• _Exercise instructions_
From the entries, return every line where the string "road" shows up.

• _Source records_
════
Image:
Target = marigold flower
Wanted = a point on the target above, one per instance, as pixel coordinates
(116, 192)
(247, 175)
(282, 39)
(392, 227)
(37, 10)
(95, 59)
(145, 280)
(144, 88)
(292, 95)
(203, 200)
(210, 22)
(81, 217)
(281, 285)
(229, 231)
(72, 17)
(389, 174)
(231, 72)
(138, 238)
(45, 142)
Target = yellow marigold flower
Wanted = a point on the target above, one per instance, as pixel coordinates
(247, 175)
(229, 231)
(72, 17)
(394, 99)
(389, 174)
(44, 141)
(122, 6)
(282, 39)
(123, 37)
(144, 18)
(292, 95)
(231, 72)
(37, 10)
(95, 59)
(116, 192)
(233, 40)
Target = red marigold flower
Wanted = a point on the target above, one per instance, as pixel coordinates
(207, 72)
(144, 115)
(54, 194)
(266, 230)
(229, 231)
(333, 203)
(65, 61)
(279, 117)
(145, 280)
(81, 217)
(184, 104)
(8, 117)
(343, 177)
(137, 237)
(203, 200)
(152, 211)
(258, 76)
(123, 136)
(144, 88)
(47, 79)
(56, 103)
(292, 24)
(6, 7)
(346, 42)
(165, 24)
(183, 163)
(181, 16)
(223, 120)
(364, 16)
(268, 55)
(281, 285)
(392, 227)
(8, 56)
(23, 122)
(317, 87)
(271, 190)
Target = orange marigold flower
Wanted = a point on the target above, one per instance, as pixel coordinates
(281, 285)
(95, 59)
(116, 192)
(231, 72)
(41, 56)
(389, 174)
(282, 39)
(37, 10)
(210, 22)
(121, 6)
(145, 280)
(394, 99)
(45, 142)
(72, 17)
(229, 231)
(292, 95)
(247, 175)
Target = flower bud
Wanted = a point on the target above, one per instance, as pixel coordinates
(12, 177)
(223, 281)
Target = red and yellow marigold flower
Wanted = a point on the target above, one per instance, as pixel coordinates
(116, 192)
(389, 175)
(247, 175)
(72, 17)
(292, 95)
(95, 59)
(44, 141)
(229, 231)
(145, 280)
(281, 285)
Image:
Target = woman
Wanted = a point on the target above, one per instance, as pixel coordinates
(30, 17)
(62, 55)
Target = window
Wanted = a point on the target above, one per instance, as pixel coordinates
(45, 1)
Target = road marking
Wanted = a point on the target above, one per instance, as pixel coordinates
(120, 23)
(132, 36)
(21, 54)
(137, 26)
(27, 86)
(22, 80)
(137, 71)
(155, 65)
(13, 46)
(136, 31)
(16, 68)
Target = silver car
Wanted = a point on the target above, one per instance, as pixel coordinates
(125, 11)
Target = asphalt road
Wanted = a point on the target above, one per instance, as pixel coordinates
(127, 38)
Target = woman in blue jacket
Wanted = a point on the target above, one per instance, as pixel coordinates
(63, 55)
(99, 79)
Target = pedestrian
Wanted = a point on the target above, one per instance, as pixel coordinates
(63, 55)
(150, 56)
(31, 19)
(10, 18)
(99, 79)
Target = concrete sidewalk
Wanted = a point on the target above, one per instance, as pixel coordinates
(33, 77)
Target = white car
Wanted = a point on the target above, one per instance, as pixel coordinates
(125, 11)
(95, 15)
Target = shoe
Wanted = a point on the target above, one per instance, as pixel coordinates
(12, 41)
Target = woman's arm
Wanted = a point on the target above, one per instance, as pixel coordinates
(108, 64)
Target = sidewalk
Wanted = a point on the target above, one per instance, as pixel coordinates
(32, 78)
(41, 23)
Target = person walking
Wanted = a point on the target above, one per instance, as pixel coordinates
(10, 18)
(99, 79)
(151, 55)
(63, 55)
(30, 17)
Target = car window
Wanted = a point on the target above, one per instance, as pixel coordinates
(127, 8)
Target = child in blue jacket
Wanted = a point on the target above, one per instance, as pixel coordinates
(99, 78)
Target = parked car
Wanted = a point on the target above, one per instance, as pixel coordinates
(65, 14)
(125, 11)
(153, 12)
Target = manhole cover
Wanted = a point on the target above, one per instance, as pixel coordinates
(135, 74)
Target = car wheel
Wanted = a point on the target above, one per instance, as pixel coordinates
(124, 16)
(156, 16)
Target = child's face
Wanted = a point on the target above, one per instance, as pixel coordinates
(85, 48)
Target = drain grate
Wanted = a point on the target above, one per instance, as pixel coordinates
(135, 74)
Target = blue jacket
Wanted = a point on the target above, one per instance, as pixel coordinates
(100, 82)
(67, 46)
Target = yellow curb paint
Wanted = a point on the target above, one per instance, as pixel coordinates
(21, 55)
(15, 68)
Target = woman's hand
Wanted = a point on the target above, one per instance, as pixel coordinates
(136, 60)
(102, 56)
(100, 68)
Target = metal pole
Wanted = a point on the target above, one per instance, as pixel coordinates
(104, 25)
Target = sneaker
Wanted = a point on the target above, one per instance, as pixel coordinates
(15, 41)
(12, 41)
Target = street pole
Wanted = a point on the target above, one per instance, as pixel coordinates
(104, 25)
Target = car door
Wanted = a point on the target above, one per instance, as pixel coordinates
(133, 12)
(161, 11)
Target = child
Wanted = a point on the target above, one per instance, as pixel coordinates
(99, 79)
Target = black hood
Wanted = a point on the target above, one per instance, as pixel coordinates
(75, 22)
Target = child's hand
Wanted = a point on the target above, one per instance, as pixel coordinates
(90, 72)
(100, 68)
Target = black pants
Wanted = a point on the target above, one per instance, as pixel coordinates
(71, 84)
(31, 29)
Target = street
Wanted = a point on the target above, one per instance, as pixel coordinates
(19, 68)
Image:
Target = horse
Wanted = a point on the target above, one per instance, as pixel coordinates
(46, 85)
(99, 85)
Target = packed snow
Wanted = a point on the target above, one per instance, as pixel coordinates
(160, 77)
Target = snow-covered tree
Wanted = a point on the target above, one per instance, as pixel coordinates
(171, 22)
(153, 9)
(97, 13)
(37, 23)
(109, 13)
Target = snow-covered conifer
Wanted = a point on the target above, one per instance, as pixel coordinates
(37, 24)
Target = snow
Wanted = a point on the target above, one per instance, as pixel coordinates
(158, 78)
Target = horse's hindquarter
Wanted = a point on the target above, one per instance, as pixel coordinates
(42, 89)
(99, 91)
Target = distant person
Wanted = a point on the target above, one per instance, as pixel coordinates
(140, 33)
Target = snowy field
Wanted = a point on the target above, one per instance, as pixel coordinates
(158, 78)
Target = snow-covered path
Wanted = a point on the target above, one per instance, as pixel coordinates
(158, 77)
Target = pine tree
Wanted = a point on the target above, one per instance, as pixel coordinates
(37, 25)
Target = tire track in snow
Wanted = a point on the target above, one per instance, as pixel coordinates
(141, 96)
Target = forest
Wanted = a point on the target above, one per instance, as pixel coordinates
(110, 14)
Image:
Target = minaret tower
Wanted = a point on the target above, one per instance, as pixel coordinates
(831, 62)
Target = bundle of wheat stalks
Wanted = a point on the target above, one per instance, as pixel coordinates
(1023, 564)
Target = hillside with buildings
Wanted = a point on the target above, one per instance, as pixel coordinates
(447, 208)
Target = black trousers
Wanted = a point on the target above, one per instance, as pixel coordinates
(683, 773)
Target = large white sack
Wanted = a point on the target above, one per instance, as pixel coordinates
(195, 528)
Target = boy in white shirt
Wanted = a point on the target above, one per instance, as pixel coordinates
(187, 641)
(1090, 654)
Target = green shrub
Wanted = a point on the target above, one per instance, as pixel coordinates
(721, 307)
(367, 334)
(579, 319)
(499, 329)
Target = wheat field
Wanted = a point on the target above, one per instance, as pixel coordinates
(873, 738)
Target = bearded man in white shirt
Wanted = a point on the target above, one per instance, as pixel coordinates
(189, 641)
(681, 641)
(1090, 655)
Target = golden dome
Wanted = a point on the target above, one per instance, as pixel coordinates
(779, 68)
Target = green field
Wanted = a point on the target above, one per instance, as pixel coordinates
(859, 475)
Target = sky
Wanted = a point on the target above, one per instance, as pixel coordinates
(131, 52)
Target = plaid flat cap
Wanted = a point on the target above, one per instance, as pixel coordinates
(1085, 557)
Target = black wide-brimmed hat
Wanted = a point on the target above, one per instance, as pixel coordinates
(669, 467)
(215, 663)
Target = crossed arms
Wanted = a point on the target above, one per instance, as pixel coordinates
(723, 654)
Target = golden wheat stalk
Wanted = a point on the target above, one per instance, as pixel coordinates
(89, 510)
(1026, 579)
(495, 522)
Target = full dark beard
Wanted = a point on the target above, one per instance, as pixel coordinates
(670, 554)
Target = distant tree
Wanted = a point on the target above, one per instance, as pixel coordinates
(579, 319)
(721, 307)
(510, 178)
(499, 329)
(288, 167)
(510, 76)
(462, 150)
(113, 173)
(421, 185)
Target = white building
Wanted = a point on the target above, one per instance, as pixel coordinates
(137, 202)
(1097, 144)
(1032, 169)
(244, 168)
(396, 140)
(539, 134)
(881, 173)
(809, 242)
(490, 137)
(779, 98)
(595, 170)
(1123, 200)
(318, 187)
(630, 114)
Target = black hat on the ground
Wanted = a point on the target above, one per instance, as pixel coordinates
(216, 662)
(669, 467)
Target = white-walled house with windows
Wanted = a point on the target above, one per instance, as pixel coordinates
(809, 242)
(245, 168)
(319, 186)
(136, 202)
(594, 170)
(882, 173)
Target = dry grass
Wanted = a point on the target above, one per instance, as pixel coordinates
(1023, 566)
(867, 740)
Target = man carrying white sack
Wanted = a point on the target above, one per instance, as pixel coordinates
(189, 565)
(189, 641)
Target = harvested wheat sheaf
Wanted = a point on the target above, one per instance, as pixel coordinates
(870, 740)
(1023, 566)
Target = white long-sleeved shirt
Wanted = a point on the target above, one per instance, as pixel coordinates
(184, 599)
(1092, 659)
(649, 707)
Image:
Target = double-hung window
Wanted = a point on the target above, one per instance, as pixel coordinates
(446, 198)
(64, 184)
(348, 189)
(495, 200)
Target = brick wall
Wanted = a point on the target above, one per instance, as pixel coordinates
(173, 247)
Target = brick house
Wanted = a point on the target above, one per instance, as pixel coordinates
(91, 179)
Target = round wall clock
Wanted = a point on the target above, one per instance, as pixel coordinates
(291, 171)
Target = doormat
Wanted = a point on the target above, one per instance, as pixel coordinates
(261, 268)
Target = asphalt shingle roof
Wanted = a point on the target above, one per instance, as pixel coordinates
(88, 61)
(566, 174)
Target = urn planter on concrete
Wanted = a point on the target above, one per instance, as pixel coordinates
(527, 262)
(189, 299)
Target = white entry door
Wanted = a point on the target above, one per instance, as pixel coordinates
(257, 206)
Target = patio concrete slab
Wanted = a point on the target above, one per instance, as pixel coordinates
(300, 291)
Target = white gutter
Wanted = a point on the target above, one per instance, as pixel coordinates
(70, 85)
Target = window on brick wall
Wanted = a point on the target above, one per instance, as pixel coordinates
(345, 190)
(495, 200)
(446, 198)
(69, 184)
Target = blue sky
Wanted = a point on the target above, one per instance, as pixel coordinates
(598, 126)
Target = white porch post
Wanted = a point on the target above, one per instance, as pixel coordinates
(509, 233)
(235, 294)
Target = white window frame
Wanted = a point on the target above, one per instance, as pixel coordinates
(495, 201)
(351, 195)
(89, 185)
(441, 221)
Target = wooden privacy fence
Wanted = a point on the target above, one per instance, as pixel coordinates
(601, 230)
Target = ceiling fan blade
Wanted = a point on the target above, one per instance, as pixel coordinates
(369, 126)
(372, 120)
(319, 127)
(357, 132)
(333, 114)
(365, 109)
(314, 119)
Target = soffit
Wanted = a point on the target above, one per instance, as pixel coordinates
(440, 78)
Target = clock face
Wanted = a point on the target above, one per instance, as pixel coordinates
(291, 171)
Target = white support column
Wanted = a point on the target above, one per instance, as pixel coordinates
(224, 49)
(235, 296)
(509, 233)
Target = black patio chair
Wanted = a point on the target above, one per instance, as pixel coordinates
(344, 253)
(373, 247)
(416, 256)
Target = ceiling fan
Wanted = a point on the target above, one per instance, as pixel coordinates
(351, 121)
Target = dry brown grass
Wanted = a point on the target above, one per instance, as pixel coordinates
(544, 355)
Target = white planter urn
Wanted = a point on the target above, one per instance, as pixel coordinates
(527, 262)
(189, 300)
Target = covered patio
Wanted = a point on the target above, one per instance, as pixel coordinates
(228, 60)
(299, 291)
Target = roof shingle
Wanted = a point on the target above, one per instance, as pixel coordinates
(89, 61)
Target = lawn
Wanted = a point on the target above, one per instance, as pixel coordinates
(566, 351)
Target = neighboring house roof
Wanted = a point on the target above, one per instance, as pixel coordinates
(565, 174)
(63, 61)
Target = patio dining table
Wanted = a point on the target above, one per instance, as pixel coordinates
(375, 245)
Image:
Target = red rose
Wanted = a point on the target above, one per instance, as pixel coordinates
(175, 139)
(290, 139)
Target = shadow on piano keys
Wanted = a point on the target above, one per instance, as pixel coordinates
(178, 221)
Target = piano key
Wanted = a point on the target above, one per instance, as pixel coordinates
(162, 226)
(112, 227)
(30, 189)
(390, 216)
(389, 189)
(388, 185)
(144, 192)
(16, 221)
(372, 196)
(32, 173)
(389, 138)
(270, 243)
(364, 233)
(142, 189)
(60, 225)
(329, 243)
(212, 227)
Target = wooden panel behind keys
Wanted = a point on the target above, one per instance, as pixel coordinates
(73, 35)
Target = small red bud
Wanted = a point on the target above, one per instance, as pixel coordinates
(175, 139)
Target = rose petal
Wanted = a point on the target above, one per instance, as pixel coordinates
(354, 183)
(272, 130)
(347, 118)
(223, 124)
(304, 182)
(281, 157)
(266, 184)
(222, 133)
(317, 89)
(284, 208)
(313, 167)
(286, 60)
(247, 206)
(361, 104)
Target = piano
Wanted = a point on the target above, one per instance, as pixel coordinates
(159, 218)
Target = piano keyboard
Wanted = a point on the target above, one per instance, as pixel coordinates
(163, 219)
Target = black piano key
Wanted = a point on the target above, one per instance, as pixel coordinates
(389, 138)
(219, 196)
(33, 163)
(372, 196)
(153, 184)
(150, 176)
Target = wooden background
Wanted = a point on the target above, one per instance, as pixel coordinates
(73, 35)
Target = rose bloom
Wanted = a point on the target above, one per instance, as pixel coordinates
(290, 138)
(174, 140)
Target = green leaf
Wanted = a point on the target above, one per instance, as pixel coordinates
════
• _Completed exercise_
Target = road marking
Target = asphalt road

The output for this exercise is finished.